# PETA's at it again



## bones44 (Jan 7, 2011)

How much more stupid can they be ? http://www.thepostga...on-house-museum


----------



## youngdon (Mar 10, 2010)

I'll read it in a moment Tom...But I take it that is a rhetorical question ?

I was at the grcery store a few hours ago and saw a copy of one of the gossip rags where the headline was
OJ is KHLOES real dad...LOFL


----------



## bones44 (Jan 7, 2011)

Pretty much. Just another in a long line. Kinda like reading the comics anymore. I get a good laugh and then let one of the animals pee on it..LOL


----------



## 220swift (Mar 2, 2011)

Why am I not surprised.


----------



## Ruger (Jan 22, 2011)

Lol! What lamebrained idea will they come up with next?


----------



## bones44 (Jan 7, 2011)

Stay tuned ....LOL


----------



## KaBloomr (Mar 18, 2010)

As the last sentence of the article reads: "The bank is not commenting on the situation." They are probably closing the deal with these bozos as we speak. Stay tuned.....


----------



## bar-d (Feb 3, 2010)

I wonder if they will provide a slow speed tour of the facility?


----------



## Predatorhunter (Dec 9, 2010)

Unfortunatly I can't say there stupidity surprises me. They can come up with some crazy ideas.


----------



## oneshotcowboy (Mar 4, 2010)

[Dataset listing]

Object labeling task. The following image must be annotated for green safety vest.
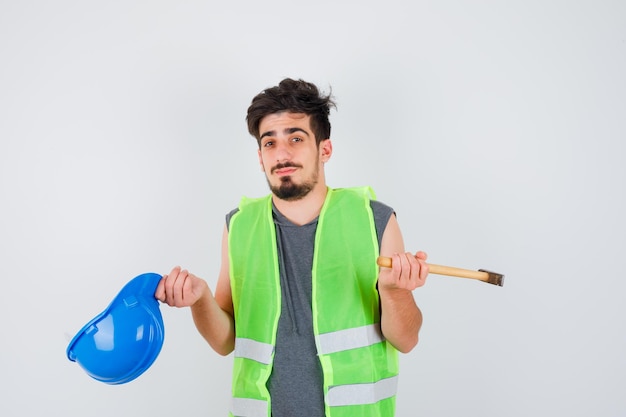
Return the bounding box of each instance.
[228,187,398,417]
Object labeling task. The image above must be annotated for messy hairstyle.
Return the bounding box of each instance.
[246,78,335,147]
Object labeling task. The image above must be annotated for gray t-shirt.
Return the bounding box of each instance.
[226,201,393,417]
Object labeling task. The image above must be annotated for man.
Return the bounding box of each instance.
[155,79,428,417]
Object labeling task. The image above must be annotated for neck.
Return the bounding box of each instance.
[272,185,328,226]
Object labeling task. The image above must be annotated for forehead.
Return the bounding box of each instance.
[259,111,311,134]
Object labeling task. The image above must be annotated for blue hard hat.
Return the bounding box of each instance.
[66,273,165,384]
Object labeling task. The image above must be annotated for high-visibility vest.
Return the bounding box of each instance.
[228,187,398,417]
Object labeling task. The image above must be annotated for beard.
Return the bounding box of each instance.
[266,159,319,201]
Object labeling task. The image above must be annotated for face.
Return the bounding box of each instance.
[259,112,332,201]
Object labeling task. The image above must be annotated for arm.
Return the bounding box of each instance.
[154,227,235,355]
[378,215,428,353]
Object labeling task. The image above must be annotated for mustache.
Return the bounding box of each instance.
[272,162,302,173]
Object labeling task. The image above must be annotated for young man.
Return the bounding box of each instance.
[155,79,428,417]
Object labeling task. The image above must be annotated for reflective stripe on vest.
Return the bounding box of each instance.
[235,337,274,365]
[326,376,398,407]
[317,323,385,355]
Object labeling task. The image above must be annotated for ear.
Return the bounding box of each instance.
[320,139,333,162]
[257,149,265,172]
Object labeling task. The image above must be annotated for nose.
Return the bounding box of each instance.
[274,141,292,162]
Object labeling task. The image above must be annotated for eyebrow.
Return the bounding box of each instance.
[259,127,309,139]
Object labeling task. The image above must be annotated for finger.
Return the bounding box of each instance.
[419,260,430,285]
[415,251,428,261]
[154,275,167,302]
[173,269,189,307]
[164,266,180,305]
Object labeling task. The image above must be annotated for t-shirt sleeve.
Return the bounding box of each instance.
[370,200,395,247]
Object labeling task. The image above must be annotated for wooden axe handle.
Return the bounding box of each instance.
[376,256,489,282]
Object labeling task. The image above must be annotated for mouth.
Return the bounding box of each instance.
[272,164,302,177]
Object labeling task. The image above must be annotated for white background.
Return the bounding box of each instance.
[0,0,626,417]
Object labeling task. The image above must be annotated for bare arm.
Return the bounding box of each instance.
[378,215,428,353]
[154,227,235,355]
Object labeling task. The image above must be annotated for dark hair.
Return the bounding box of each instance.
[246,78,336,146]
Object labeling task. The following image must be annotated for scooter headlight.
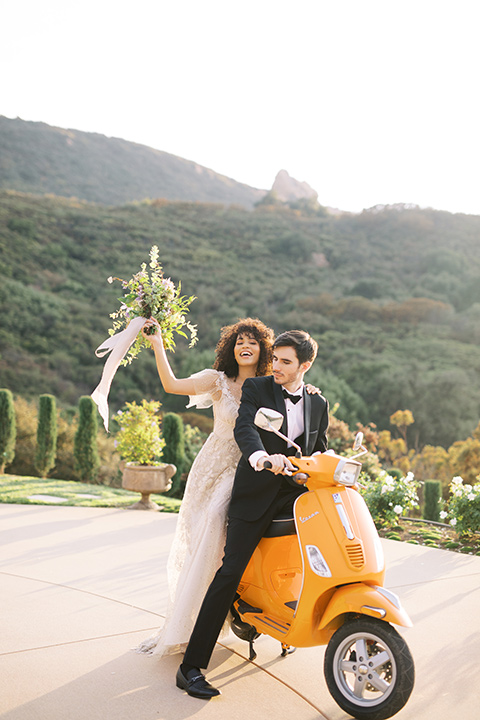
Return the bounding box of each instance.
[305,545,332,577]
[334,460,362,487]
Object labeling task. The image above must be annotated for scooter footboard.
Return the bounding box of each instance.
[319,583,412,630]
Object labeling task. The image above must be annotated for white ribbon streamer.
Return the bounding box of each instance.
[91,317,145,432]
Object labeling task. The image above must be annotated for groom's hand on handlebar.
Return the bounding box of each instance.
[261,454,296,475]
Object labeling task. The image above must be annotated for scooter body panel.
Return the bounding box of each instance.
[239,485,385,647]
[319,583,412,630]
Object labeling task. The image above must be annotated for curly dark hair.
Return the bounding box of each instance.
[213,318,275,378]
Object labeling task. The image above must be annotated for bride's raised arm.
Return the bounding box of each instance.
[142,318,196,395]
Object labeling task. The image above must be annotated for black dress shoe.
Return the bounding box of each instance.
[177,668,221,700]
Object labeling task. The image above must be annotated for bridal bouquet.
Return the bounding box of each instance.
[108,245,197,365]
[92,245,197,432]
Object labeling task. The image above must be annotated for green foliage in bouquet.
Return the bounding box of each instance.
[114,400,165,465]
[108,245,197,365]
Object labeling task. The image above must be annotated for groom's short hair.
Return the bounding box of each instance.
[273,330,318,365]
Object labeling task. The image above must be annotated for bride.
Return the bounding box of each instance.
[136,318,318,655]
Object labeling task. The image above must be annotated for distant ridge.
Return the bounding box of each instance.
[0,115,266,208]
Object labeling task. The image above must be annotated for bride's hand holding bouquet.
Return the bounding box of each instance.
[92,245,197,431]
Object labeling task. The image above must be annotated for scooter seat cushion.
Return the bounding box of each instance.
[263,517,297,537]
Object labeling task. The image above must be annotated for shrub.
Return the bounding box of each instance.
[423,480,442,522]
[440,475,480,535]
[0,389,17,473]
[35,395,57,478]
[73,395,100,482]
[162,413,185,497]
[360,472,419,526]
[114,400,165,465]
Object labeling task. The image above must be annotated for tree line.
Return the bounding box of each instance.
[0,192,480,451]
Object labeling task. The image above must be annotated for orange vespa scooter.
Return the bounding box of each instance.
[232,408,415,720]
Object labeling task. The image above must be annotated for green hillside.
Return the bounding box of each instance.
[0,191,480,447]
[0,116,265,208]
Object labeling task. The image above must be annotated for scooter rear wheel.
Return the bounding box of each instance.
[324,616,415,720]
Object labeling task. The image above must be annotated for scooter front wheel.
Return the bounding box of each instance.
[324,616,415,720]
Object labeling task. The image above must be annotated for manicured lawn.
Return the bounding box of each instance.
[0,475,180,512]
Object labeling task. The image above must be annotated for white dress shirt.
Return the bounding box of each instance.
[248,383,305,471]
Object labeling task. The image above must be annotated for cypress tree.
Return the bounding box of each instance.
[73,395,100,483]
[162,413,185,497]
[423,480,442,522]
[0,389,17,474]
[35,395,57,478]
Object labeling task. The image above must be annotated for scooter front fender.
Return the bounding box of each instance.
[318,583,412,630]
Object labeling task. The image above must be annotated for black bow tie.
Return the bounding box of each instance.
[282,388,302,405]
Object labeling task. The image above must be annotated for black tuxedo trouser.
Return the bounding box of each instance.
[183,487,304,668]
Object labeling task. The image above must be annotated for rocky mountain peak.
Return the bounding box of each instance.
[272,170,318,202]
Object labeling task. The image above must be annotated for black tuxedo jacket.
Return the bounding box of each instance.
[228,376,328,520]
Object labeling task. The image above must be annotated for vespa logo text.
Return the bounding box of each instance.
[299,510,320,522]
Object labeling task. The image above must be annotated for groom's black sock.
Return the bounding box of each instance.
[180,663,202,679]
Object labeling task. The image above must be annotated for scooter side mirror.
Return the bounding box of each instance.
[254,408,283,432]
[353,432,363,452]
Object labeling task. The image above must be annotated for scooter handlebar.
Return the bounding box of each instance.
[263,460,292,477]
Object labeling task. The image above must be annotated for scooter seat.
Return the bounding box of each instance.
[263,515,297,537]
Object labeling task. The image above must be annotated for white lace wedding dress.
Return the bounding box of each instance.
[136,370,241,655]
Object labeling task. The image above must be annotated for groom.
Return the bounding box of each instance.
[176,330,328,700]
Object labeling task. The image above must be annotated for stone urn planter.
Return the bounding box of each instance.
[122,463,177,510]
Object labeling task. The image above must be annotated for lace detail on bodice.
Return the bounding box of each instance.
[187,369,240,440]
[138,369,244,655]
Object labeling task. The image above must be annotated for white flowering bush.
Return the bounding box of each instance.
[360,471,420,527]
[440,475,480,535]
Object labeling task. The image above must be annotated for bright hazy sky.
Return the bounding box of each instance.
[0,0,480,214]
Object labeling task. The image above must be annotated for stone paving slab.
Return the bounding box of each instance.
[0,504,480,720]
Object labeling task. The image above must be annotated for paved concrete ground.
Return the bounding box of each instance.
[0,505,480,720]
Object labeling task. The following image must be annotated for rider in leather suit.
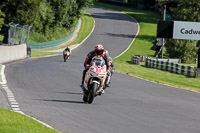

→ **Parts of the exercise**:
**A)** Reproduce word for word the part of the PETA forum thread starting with "## Predatorhunter (Dec" and going on through "(Mar 4, 2010)".
**B)** In the PETA forum thread, what does the last sentence of the article say, as quoted in one of the replies?
**C)** Continue the PETA forum thread from the point where it stops.
The listing is separate material with no connection to the PETA forum thread.

→ **Responses by task**:
**A)**
## Predatorhunter (Dec 9, 2010)

Unfortunatly I can't say there stupidity surprises me. They can come up with some crazy ideas.


----------



## oneshotcowboy (Mar 4, 2010)

**B)** "The bank is not commenting on the situation."

**C)**
so if meat is murder, do any of them that belong or run peta wear or use anything made from leather???? wear makeup???? because most of you dont know most foundation and such in makeup, the base is placenta, or ground up afterbirth. i would like to see just one of them , just one, not use anything that is animal based or brought about by the use of animals


----------



## JTKillough (May 4, 2010)

It's called guilt by association. If they can associate murder with their cause, then that suburbanite stoner down the block will join up and send money so they all can go on a Hawaiian Luau vacation. All we need is an infamous murder associated site, for our big PETA museum, splash the walls wilth spattered blood and pix of bambi being pole-axed and these dumbies will bite......Cha Ching! Somebody get me a Mai Tai.....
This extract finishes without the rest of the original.